→ **Exercise goal**:
Reproduce word for word the lines from the one containing "Consider the photo below. For every instance of the blurred" through the one containing "(1450, 145)", leaving out the pictures.

→ **Exercise materials**:
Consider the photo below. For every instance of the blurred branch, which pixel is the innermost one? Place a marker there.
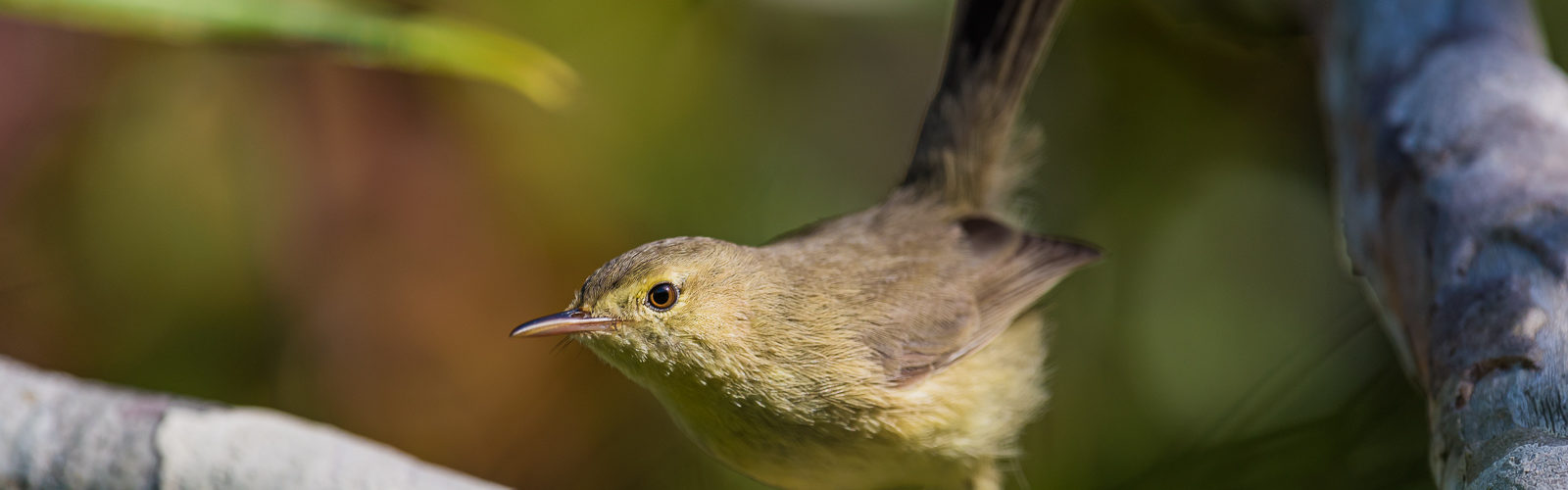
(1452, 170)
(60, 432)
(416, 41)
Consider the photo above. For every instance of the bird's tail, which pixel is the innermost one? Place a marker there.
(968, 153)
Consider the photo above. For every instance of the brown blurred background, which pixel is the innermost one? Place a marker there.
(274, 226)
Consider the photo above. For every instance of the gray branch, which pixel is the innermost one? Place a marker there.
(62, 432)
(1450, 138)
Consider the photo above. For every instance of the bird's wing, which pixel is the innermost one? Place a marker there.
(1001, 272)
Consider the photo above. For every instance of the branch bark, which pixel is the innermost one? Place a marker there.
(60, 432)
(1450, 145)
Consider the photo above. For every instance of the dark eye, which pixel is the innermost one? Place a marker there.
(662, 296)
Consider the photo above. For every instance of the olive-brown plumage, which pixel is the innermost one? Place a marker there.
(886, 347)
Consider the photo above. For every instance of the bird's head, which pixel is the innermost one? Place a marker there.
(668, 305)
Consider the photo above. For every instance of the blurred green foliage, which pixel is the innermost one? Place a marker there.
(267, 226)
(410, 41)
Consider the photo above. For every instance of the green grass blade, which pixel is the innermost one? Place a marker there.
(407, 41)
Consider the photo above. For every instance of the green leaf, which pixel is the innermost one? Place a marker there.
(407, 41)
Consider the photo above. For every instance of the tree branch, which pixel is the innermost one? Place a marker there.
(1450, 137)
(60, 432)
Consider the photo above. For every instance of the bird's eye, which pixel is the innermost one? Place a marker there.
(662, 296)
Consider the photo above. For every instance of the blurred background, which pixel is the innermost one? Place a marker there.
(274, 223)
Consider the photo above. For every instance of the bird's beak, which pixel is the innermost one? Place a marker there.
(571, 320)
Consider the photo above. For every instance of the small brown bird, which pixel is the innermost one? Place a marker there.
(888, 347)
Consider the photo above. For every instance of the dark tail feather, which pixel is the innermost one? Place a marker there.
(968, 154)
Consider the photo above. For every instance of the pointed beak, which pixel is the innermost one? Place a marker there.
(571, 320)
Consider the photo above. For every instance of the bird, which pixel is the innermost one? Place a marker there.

--

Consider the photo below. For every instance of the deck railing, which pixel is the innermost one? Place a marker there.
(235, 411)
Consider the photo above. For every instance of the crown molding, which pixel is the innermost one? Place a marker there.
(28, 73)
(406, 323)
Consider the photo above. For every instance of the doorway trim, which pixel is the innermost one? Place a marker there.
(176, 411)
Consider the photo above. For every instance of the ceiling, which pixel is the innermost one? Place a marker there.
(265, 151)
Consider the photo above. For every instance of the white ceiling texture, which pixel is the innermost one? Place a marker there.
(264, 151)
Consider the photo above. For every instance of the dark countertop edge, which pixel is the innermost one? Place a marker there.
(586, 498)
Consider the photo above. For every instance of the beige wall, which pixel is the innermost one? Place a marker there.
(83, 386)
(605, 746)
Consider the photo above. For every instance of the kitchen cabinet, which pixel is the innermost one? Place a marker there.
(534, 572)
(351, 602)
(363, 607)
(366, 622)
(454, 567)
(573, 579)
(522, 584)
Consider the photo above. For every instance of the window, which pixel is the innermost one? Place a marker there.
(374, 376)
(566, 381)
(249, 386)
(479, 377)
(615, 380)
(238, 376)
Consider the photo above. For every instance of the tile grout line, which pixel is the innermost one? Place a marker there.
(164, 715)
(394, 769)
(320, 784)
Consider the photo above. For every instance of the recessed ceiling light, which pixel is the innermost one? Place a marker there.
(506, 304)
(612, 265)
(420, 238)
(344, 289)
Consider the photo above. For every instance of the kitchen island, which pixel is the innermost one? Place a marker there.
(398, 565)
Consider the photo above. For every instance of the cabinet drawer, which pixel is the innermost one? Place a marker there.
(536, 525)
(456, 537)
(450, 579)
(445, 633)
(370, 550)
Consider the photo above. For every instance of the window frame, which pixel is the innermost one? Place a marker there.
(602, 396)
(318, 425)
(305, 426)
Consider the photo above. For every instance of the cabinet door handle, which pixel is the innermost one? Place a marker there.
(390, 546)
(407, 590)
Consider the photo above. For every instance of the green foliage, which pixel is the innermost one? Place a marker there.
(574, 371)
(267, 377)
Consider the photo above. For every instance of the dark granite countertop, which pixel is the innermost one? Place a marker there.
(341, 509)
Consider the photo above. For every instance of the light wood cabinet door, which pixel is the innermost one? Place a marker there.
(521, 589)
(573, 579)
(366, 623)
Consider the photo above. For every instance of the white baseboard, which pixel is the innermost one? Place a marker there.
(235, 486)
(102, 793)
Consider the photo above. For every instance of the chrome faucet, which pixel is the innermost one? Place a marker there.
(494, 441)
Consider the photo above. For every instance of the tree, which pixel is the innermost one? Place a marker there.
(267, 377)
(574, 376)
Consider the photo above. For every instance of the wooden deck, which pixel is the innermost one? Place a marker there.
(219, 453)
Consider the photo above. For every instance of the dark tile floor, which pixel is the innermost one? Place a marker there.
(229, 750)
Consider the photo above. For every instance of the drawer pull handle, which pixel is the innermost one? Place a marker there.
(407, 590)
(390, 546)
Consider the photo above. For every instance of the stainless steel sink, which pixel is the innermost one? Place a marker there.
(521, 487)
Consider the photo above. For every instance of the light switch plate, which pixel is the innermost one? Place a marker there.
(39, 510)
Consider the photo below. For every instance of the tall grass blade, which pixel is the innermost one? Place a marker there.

→ **Solution to this problem**:
Consider the photo below. For every instance of the blurred branch, which pixel is the innermost one? Place a marker there.
(1452, 170)
(60, 432)
(416, 41)
Consider the photo above. For every instance of the bird's tail, which pixel is the innermost one? Place a marker there.
(968, 153)
Consider the photo above. For every instance of the brown blurred background, which pixel is the innermost one? Place a marker there.
(274, 226)
Consider the photo above. For every instance of the gray branch, which pixel is the innermost one? Place a marker there.
(62, 432)
(1450, 138)
Consider the photo above. For every instance of the bird's wing, which pixel is the innermost one? Place a marker there.
(1001, 272)
Consider the photo above. For every instance of the branch bark, which pixel is the innermost one? Place a marker there.
(60, 432)
(1450, 145)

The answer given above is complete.